_PROBLEM TO SOLVE_: Transcribe the material word for word, but without the images.

— Start RECORDS SHOWN —

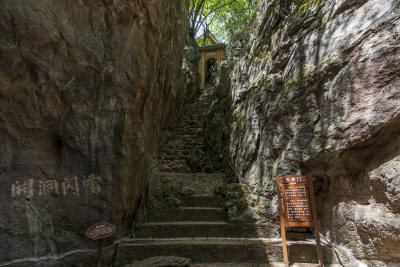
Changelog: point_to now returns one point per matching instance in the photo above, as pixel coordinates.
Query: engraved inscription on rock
(296, 202)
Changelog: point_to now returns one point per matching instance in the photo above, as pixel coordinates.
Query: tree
(223, 17)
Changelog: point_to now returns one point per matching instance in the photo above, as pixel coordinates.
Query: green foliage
(223, 17)
(233, 19)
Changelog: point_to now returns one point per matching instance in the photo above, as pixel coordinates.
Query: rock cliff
(86, 88)
(314, 88)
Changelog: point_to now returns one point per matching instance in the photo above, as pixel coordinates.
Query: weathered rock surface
(160, 261)
(317, 92)
(85, 89)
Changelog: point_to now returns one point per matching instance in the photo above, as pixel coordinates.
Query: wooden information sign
(297, 208)
(99, 231)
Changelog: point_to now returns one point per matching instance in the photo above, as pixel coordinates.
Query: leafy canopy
(224, 18)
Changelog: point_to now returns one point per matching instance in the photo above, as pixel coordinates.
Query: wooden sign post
(297, 208)
(99, 231)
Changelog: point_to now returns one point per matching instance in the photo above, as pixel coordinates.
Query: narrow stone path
(189, 137)
(198, 227)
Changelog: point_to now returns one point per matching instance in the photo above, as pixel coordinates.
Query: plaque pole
(282, 223)
(315, 221)
(99, 252)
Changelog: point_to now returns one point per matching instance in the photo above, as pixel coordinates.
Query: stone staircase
(198, 229)
(188, 143)
(197, 226)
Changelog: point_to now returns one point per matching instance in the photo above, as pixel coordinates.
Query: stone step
(174, 168)
(237, 250)
(191, 214)
(270, 264)
(202, 201)
(175, 229)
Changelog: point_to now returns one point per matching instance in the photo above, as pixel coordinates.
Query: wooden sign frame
(301, 221)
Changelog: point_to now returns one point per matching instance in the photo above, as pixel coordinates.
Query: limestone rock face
(316, 90)
(85, 89)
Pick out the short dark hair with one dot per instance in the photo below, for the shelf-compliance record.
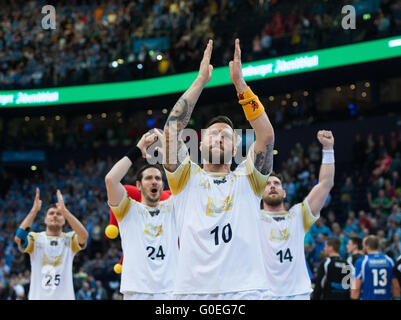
(278, 176)
(357, 241)
(335, 243)
(372, 242)
(139, 174)
(219, 119)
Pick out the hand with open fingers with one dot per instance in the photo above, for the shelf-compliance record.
(236, 69)
(205, 70)
(37, 203)
(60, 203)
(145, 142)
(326, 138)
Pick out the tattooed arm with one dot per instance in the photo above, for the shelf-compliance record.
(264, 143)
(175, 150)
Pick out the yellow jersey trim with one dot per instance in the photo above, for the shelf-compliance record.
(75, 246)
(122, 209)
(307, 217)
(178, 179)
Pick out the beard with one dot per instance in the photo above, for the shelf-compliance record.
(54, 228)
(151, 198)
(223, 157)
(273, 201)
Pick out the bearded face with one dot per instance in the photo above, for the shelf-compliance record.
(217, 146)
(274, 193)
(54, 220)
(151, 185)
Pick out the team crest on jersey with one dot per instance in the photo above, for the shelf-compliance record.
(52, 261)
(266, 218)
(204, 183)
(216, 207)
(279, 235)
(153, 231)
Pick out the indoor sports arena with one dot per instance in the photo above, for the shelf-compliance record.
(200, 150)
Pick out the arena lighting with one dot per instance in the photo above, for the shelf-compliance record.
(366, 16)
(257, 70)
(394, 43)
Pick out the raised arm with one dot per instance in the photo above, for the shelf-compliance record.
(181, 113)
(115, 190)
(255, 114)
(27, 222)
(319, 193)
(75, 224)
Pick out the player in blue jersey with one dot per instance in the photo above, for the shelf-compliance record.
(374, 274)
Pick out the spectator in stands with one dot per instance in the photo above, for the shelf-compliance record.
(393, 228)
(396, 214)
(384, 164)
(85, 293)
(381, 202)
(354, 249)
(319, 228)
(364, 221)
(100, 293)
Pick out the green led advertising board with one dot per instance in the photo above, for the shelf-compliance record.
(252, 71)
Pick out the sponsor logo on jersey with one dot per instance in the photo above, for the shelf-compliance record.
(279, 235)
(153, 231)
(52, 261)
(218, 182)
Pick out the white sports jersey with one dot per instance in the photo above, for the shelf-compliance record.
(51, 265)
(282, 235)
(217, 221)
(150, 246)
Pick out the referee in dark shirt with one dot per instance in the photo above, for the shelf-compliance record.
(331, 282)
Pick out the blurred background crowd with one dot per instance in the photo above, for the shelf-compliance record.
(103, 41)
(367, 193)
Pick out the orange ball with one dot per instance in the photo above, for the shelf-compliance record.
(118, 268)
(111, 231)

— End RECORDS SHOWN —

_RESPONSE TO THE EXERCISE_:
Changelog: point_to now returns one point per matching instance in the photo above, as pixel coordinates.
Query: engraved inscription on rock
(296, 202)
Changelog: point_to now returns one point per matching instance in the photo above, as pixel coordinates.
Query: tree
(223, 17)
Changelog: point_to now returns one point per matching instance in the photo above, as pixel coordinates.
Query: green foliage
(223, 17)
(233, 19)
Changelog: point_to now returns one point per matching instance in the photo above, as pixel coordinates.
Query: rock cliff
(86, 88)
(314, 88)
Changelog: point_to now returns one point per matching instance in the photo above, as pixel coordinates.
Query: weathered rock surface
(160, 261)
(317, 92)
(85, 89)
Changelog: point_to now returns one point per matching instance in the photo above, as pixel coordinates.
Query: wooden information sign
(297, 208)
(99, 231)
Changelog: point_to now returns one point per matching instance in the photo above, as pixel coordinates.
Query: leafy canopy
(224, 18)
Changelog: point_to now returns one point per matching instance in the photo above, as pixel coordinates.
Query: wooden sign post
(297, 208)
(99, 231)
Changelog: point_to now returns one point per matching instance in the photo above, as pixel coordinates.
Query: narrow stone path
(189, 137)
(198, 227)
Changelog: point_to now returns one point per matching instance in the photo above, as pixel coordinates.
Query: plaque pole
(282, 223)
(315, 221)
(99, 252)
Changelog: point_to now returns one point per matching instance in the photo above, as pixel coordinates.
Query: stone staircase
(198, 229)
(188, 143)
(197, 226)
Changelog: point_to now returns one point per matching instance in the photo above, as pixel coordinates.
Query: stone step
(174, 168)
(237, 250)
(191, 214)
(270, 264)
(202, 201)
(175, 229)
Changelog: point_to now returns one point per matching instance in the photo above, as pixel coordinates.
Query: wooden sign frame
(301, 221)
Changelog: point_to now returns one point per matching instance in the photo above, as pixel coordinates.
Query: limestone rock face
(316, 90)
(85, 89)
Pick out the short dark hair with one dot per instance in the photo below, for the shelf-compliance record.
(278, 176)
(357, 241)
(335, 243)
(372, 242)
(139, 174)
(219, 119)
Pick out the hand with open fingers with one dot per instance in the photo above, for the shelf-compliance record.
(236, 69)
(205, 70)
(37, 203)
(60, 203)
(145, 142)
(326, 138)
Pick out the tattooed arm with one dot per instance in the photo above, for the shelf-compliance record.
(264, 143)
(175, 150)
Pick out the yellow jersey trim with one dot per instance in the photo above, for the shelf-compliance record.
(75, 246)
(122, 209)
(307, 217)
(178, 179)
Pick out the beard with one dot per instance in the photo above, for the shelf-compliance record.
(54, 228)
(151, 198)
(223, 157)
(273, 201)
Pick out the bearded face with one dot per instance in the photo above, for the shelf-compliance record.
(217, 146)
(274, 193)
(54, 220)
(151, 185)
Pick out the team crest on jersey with one dot per instance in the photo above, for the shelf-compliance record.
(52, 261)
(266, 218)
(204, 183)
(216, 207)
(279, 235)
(153, 231)
Pick out the indoor sports arena with one dot per instance in the photo above, for the shelf-compliance record.
(200, 150)
Pick out the arena lighting with one dot per instance in the photo above, for the shelf-compliance record.
(366, 16)
(257, 70)
(394, 43)
Pick out the raised arm with one dot per instance in the photo above, for the shelf-compliance record.
(181, 113)
(115, 190)
(255, 114)
(27, 222)
(319, 193)
(75, 224)
Pick out the player in blue jersey with one dot per instance in the photo above, for the shelf-compliance record.
(374, 274)
Pick out the spectator in stands with one dot per instance in the photo above, for the shelf-compliance record.
(393, 228)
(396, 214)
(384, 164)
(85, 293)
(381, 202)
(354, 249)
(319, 228)
(364, 221)
(100, 293)
Pick out the green led advertising board with one dot per instance in the photo above, for the shelf-compliance record.
(252, 71)
Pick out the sponsor logo on jersey with one dot per instance in the photo above, for the shelf-compliance record.
(279, 235)
(153, 231)
(52, 261)
(218, 182)
Pick out the white sports jersey with one dot per instance in the photo above, for the shelf-compliance record.
(51, 265)
(282, 235)
(217, 221)
(150, 246)
Pick out the referee in dark shirt with one dot per instance in the photo above, for the shelf-compliance record.
(331, 282)
Pick out the blurred background crowd with one dot per instance in the photo above, for the shelf-compliance record.
(103, 41)
(367, 193)
Pick out the orange ball with one dot per instance in the photo above, for the shelf-compliance record.
(118, 268)
(111, 231)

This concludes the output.